◆ SET TASK
Render the items below as a two-column CSV with the headers "instruction" and "coordinates", one row per item. Put each item's text and its answer in one quoted field each, replace line breaks with spaces, and leave the pictures out.

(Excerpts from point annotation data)
>>>>>

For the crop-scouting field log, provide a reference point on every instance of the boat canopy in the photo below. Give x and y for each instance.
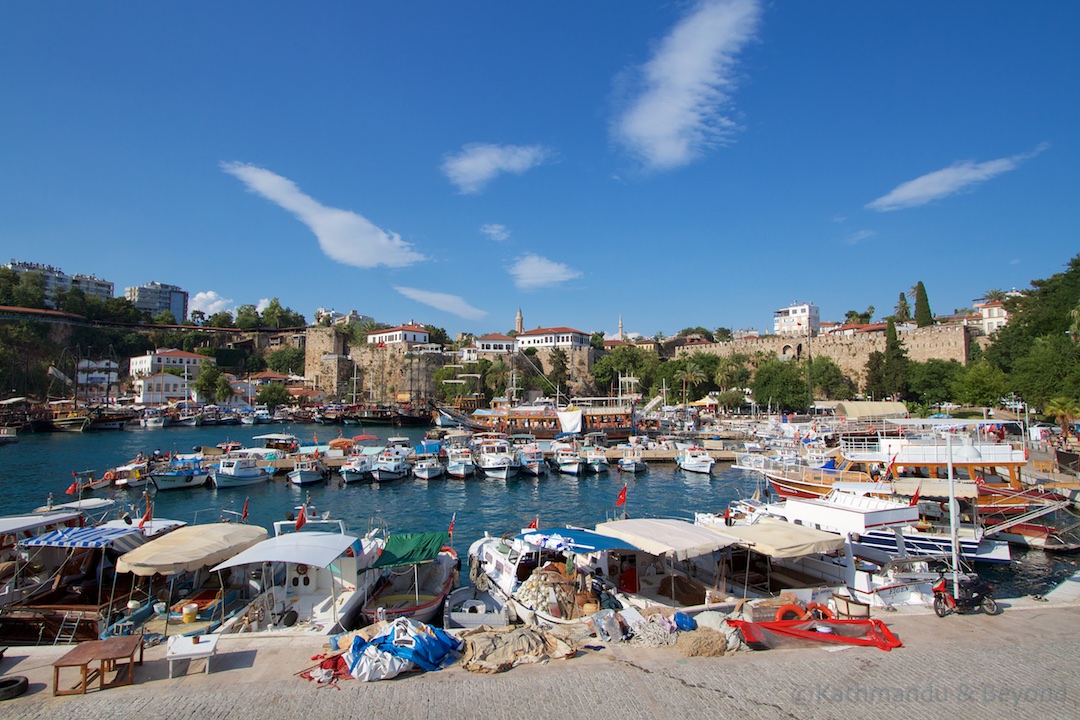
(86, 505)
(410, 548)
(781, 539)
(14, 524)
(675, 539)
(319, 549)
(189, 548)
(120, 539)
(572, 540)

<<<<<

◆ COMPLETED TASK
instruction,coordinates
"For the crop-scouting field log, provide a reference point on every instance of the boat canopy in the photo below. Give x and y for each instance.","(86, 505) (410, 548) (781, 539) (14, 524) (675, 539) (319, 549) (189, 548) (120, 539) (572, 540)"